[Exercise details] Display each line of the data below that contains the string "blurred".

[Data supplied]
□ □ □ □ □

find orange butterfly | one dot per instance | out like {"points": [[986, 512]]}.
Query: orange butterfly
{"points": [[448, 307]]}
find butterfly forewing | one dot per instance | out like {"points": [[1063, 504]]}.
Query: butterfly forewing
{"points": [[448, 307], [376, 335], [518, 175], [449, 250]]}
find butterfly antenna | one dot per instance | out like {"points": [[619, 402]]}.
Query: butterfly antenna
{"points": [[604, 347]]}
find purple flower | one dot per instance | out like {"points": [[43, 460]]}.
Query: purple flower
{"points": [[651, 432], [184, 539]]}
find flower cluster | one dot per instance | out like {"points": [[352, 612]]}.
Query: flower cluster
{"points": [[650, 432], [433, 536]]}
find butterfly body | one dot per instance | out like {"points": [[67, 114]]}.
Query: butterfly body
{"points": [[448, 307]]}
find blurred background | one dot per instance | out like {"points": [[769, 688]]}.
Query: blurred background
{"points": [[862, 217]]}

□ □ □ □ □

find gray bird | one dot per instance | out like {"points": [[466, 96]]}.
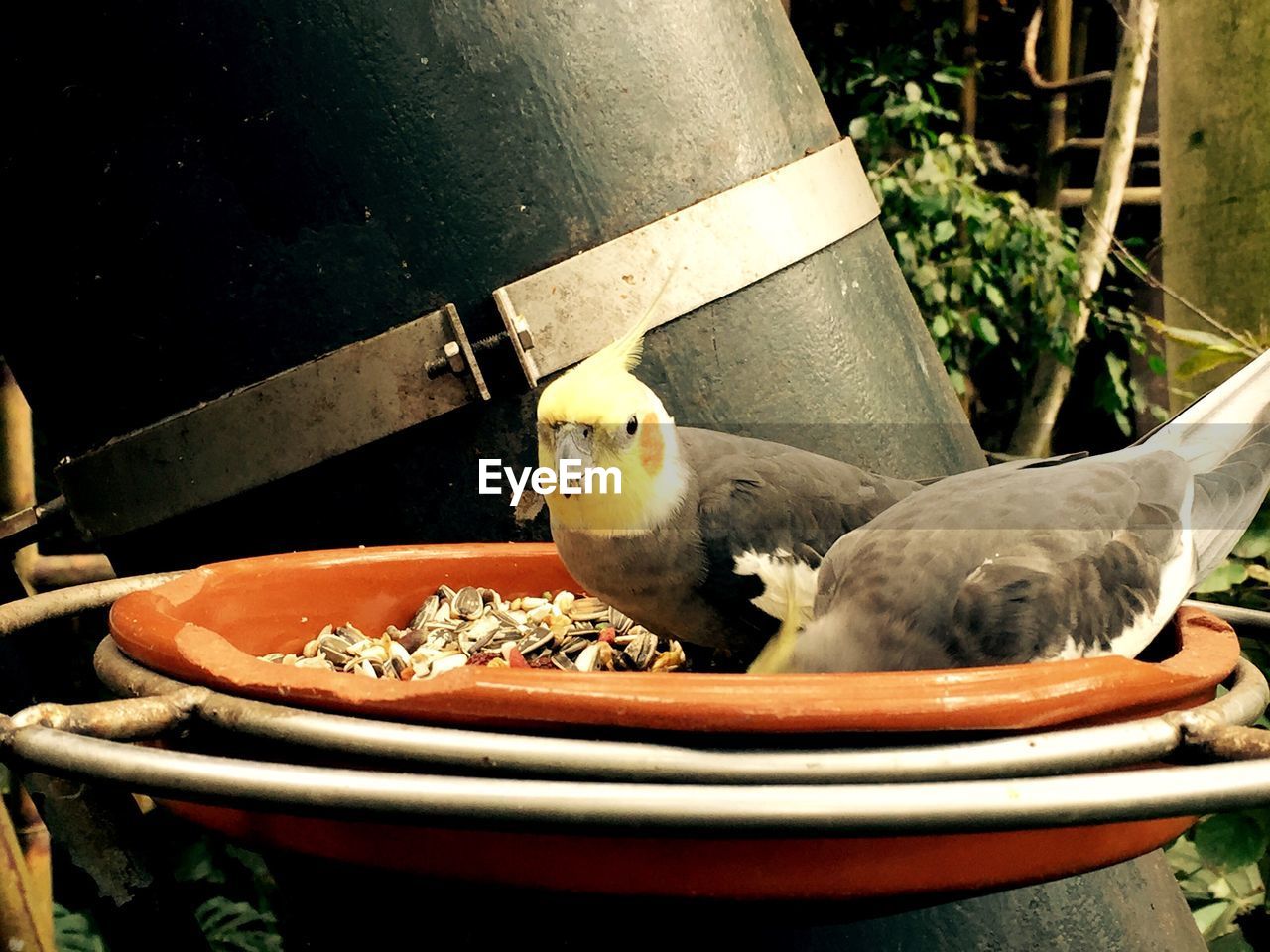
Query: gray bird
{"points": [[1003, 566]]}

□ □ □ □ □

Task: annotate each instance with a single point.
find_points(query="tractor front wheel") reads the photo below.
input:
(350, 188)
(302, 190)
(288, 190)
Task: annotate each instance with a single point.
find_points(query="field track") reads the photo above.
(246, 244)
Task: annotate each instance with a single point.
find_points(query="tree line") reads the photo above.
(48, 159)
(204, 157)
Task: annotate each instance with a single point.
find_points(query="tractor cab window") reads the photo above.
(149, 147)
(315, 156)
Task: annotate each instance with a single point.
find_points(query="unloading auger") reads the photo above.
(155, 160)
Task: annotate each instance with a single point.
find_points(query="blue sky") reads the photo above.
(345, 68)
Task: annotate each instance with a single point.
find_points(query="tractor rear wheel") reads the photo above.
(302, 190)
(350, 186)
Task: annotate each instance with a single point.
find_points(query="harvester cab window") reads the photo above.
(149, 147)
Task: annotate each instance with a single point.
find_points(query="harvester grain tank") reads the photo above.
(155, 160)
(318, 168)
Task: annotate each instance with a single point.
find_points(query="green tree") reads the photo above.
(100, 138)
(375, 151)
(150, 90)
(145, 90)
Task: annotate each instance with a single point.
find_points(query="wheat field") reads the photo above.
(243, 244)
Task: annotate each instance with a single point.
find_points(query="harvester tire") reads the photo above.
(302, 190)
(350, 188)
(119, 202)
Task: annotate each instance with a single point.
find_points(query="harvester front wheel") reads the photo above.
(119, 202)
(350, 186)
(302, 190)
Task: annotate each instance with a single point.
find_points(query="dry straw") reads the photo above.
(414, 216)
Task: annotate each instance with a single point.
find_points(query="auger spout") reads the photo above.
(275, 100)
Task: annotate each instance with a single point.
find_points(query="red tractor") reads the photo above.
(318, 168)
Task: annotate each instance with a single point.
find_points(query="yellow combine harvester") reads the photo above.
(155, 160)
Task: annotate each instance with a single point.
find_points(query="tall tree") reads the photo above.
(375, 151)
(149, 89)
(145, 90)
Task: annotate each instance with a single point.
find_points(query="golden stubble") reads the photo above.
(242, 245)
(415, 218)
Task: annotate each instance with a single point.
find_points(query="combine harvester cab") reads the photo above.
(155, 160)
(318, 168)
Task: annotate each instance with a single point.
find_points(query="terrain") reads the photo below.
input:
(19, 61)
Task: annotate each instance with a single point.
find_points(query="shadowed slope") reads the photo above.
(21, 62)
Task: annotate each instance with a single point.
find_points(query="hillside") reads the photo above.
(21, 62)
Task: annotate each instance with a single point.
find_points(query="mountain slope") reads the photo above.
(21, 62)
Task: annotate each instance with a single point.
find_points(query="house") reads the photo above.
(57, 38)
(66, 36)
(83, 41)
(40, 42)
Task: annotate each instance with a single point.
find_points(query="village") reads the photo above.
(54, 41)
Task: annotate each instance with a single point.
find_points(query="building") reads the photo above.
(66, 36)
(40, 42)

□ □ □ □ □

[Solution to this exercise]
find blurred background | one dot per instance | out like {"points": [[769, 688]]}.
Query: blurred background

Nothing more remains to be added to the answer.